● TEXTO DO DOCUMENTO:
Nas últimas décadas, várias tendências conspiraram para reduzir os estoques mundiais de peixes para níveis recorde. Um estudo de 2019 publicado na Science determinou que as mudanças climáticas estavam diminuindo as populações de peixes em algumas áreas em 35% e reduzindo a captura global em 4%. Enquanto isso, a pesca excessiva reduziu em cerca de 90% os estoques de grandes predadores de alta demanda, como o atum rabilho do Pacífico e o espadarte do Mediterrâneo, em comparação com as populações de pesca pré-industrial. Segundo dados anuais da Organização das Nações Unidas para Agricultura e Alimentação, as frotas de pesca ficam mais tempo e retornam com menos peixes, enquanto o consumo aumenta a cada ano.

Muitos cientistas pediram no passado moratórias de certas espécies para permitir que seus números se recuperem. Por exemplo, Daniel Pauly, um influente biólogo marinho e professor da Universidade da Colúmbia Britânica, já havia defendido uma moratória global da pesca em alto-mar fora da zona econômica exclusiva de um país para permitir que as populações voltassem a crescer. “Vamos parar e deixar as ações se recuperarem”, ele me disse antes da pandemia. “Isso levará a uma pesca mais econômica, porque não precisaremos procurar peixes em todo o lugar”.

● EXTRATO DE DADOS:

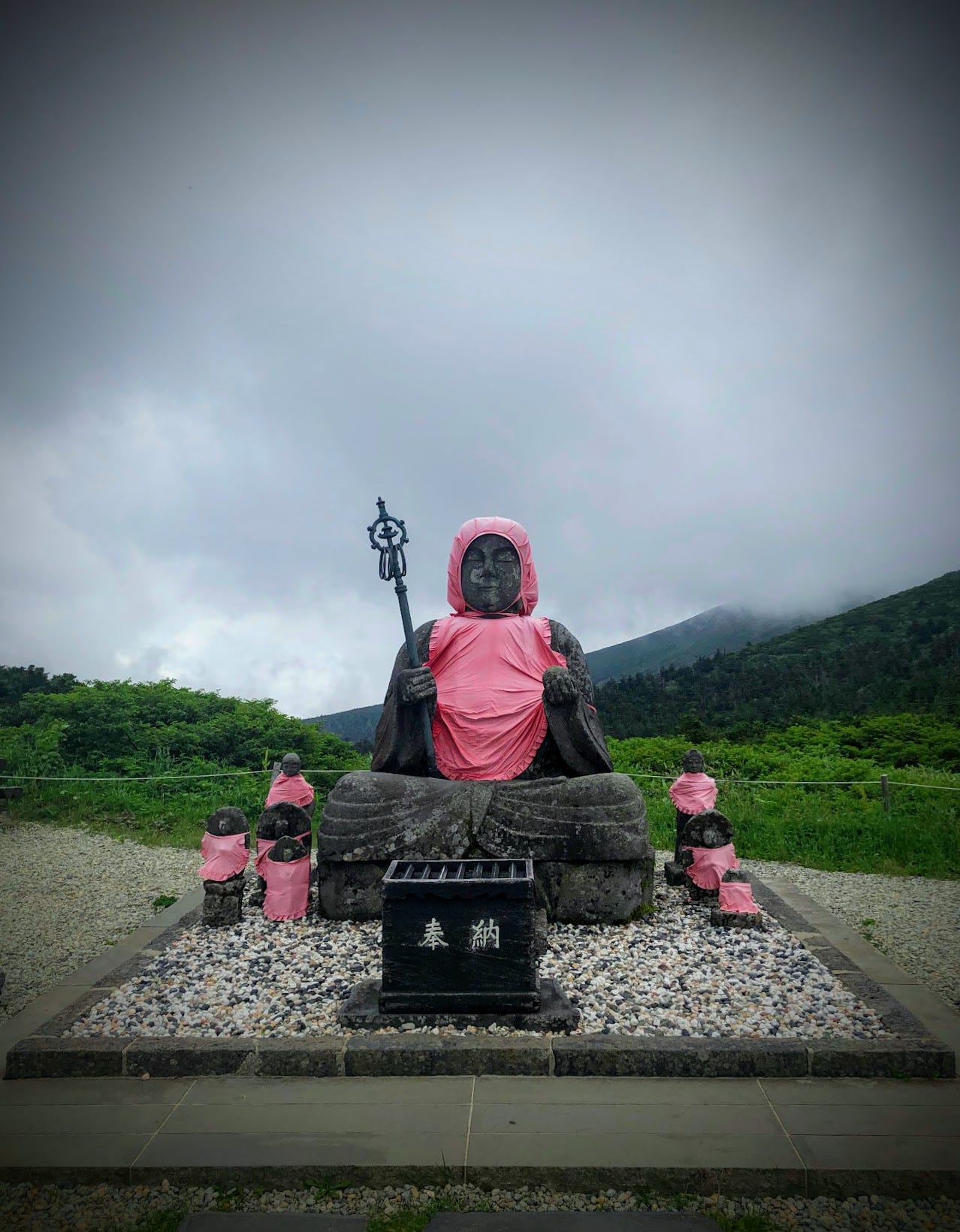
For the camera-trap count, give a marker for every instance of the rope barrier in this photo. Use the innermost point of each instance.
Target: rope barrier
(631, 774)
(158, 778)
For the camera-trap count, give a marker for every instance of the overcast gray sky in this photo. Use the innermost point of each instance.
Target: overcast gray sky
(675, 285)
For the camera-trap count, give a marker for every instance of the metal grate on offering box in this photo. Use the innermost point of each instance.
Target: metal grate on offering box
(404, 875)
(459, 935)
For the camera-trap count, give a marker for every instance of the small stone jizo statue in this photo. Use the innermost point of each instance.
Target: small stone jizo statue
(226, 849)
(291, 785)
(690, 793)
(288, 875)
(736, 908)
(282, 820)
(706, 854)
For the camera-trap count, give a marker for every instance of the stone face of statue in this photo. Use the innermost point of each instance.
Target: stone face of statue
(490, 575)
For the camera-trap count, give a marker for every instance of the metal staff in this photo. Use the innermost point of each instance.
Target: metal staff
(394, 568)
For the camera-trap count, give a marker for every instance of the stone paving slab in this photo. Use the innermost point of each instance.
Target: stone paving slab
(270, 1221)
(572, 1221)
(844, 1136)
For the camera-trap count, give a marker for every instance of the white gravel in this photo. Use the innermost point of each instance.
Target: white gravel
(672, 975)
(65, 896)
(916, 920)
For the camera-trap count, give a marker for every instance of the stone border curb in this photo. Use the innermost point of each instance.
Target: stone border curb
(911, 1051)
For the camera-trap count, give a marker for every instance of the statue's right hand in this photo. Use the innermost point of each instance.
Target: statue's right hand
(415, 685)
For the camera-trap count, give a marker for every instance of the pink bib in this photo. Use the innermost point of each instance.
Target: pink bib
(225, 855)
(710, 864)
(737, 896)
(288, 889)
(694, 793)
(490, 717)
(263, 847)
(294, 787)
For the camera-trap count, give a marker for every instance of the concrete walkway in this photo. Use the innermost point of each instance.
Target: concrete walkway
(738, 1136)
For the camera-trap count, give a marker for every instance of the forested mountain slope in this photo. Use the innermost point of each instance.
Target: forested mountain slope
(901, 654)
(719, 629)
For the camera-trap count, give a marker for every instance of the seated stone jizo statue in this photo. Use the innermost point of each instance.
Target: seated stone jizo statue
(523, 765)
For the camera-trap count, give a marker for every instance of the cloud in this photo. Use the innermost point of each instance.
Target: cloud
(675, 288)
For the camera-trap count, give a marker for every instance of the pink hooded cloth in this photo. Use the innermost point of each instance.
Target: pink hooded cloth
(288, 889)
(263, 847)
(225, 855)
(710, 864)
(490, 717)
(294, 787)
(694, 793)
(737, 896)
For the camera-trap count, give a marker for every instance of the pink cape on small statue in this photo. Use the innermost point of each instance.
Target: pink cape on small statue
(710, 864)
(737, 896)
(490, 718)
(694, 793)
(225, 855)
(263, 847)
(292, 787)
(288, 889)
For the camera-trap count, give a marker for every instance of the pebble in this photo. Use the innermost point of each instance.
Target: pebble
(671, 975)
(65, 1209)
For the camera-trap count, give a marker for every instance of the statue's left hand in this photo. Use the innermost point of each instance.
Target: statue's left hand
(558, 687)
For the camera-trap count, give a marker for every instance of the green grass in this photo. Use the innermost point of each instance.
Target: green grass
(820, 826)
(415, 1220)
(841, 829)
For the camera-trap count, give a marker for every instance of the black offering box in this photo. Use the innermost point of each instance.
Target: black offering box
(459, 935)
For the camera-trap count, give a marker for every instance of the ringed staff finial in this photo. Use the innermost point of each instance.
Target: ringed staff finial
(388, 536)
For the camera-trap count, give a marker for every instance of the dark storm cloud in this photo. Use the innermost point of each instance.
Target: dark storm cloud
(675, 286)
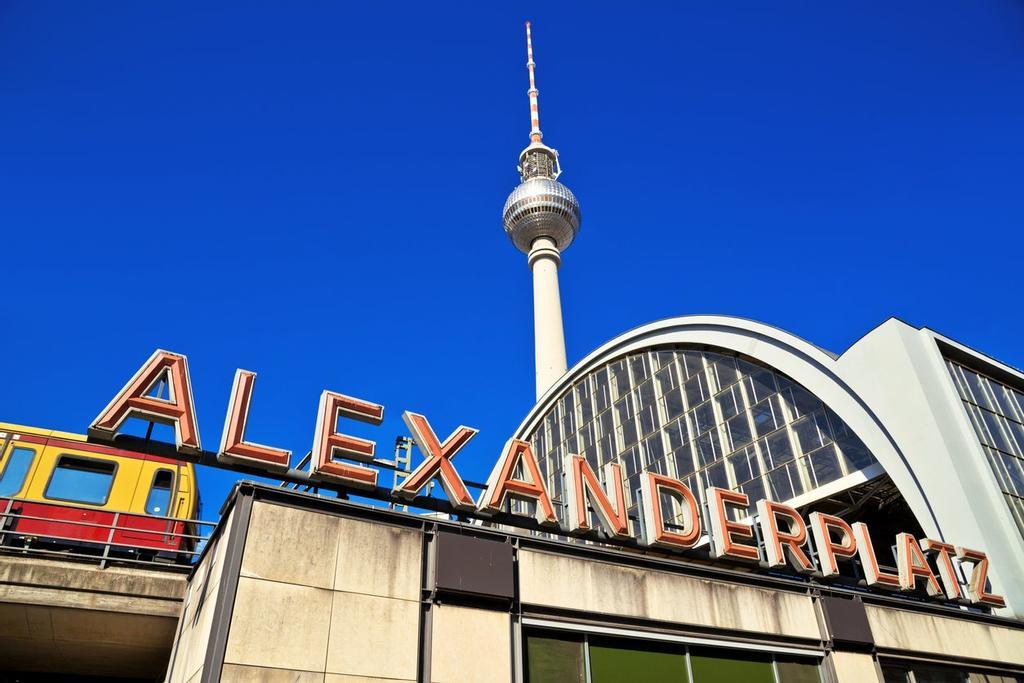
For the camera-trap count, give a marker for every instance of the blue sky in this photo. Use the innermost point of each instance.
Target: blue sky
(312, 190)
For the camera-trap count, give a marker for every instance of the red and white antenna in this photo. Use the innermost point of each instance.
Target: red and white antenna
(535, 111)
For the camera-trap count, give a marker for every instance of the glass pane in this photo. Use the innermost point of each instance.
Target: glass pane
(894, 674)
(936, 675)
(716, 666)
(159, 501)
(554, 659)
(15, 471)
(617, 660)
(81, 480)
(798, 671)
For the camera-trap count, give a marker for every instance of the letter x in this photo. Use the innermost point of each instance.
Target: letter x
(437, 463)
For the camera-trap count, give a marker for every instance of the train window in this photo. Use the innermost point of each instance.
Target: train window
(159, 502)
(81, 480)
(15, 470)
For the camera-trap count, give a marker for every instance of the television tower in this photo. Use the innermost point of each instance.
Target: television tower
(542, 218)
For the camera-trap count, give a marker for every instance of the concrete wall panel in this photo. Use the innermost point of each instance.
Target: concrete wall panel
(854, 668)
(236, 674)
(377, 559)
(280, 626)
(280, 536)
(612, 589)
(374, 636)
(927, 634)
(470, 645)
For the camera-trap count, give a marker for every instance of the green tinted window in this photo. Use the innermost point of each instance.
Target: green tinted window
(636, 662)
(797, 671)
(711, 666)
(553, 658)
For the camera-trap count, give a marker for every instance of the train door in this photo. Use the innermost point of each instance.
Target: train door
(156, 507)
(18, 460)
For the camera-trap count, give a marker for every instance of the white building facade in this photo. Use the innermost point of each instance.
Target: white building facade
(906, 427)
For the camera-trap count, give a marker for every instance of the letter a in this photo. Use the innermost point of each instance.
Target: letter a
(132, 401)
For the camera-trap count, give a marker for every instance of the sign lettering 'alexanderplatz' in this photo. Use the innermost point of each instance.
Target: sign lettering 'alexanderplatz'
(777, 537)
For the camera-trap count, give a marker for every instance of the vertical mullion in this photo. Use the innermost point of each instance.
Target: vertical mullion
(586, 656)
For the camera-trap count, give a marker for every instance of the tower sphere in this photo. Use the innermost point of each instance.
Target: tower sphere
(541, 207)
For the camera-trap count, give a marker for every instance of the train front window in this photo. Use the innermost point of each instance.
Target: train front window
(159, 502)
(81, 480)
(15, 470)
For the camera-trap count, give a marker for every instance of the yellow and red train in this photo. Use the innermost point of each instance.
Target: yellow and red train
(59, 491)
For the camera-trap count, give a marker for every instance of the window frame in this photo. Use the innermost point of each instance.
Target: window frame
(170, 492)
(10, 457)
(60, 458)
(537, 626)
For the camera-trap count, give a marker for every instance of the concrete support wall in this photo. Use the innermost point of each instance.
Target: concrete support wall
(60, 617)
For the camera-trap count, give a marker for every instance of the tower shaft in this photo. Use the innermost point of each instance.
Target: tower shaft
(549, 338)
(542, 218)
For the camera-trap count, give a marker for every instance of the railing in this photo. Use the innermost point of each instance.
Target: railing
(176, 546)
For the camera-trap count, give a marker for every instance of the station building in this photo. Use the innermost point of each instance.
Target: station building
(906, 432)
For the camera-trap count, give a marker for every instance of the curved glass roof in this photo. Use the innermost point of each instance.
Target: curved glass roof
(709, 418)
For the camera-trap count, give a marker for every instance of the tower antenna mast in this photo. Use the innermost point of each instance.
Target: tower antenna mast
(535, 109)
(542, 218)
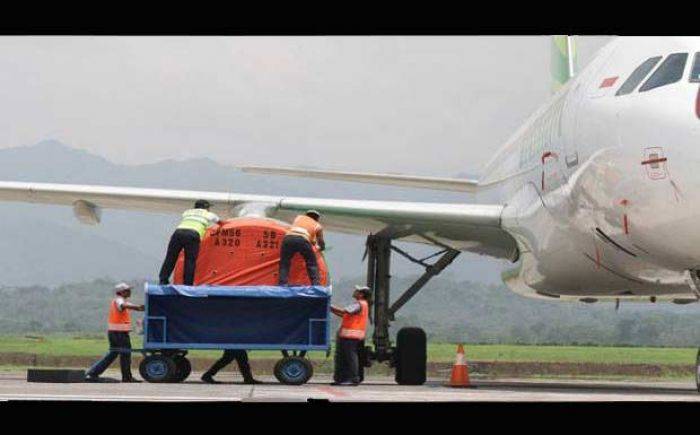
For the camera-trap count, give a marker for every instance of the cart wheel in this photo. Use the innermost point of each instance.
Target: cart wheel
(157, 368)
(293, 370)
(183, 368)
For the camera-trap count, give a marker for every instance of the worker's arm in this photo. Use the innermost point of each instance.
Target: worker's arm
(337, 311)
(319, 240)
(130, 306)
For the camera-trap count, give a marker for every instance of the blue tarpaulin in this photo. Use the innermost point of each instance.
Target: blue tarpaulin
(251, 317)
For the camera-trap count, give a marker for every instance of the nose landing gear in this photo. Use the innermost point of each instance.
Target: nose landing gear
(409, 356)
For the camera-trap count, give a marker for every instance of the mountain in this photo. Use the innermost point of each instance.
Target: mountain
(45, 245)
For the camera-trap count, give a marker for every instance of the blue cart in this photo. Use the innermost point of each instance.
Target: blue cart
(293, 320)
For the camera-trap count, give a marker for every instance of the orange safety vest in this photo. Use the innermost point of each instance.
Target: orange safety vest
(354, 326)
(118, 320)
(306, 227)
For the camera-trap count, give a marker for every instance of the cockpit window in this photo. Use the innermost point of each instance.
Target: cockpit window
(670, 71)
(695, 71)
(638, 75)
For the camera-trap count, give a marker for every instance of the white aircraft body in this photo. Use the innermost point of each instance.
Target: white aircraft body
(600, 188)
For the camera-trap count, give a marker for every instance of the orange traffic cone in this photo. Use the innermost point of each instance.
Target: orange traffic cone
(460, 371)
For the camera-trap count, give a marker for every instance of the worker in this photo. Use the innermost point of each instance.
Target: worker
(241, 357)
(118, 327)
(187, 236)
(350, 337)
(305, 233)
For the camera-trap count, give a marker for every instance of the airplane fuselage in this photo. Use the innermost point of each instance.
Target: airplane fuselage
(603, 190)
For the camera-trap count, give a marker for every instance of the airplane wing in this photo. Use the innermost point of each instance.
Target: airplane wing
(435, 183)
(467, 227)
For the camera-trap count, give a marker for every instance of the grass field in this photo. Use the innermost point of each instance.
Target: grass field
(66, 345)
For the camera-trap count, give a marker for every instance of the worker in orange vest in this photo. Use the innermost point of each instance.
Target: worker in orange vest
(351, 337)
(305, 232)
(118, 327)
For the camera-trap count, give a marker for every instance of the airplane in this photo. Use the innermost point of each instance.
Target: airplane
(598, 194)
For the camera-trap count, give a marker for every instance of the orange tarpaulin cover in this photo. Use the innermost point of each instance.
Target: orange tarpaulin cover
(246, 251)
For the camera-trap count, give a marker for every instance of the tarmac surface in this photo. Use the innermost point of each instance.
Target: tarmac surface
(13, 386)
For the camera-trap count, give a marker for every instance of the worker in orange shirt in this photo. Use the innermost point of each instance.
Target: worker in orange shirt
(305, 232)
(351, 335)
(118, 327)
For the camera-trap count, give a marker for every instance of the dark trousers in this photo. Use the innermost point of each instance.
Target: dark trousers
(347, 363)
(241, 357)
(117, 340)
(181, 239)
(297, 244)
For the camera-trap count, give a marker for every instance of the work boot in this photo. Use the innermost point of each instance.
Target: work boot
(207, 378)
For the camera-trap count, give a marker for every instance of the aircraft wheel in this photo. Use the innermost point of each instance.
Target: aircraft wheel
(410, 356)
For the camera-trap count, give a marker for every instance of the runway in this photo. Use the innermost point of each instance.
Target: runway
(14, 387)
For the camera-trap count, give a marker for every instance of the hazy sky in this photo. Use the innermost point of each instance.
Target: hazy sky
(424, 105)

● TAREFA:
Transcreva literalmente, do texto sobre os estoques de peixes, o trecho de "Nas últimas décadas, várias" até "a cada ano.".

● RESULTADO:
Nas últimas décadas, várias tendências conspiraram para reduzir os estoques mundiais de peixes para níveis recorde. Um estudo de 2019 publicado na Science determinou que as mudanças climáticas estavam diminuindo as populações de peixes em algumas áreas em 35% e reduzindo a captura global em 4%. Enquanto isso, a pesca excessiva reduziu em cerca de 90% os estoques de grandes predadores de alta demanda, como o atum rabilho do Pacífico e o espadarte do Mediterrâneo, em comparação com as populações de pesca pré-industrial. Segundo dados anuais da Organização das Nações Unidas para Agricultura e Alimentação, as frotas de pesca ficam mais tempo e retornam com menos peixes, enquanto o consumo aumenta a cada ano.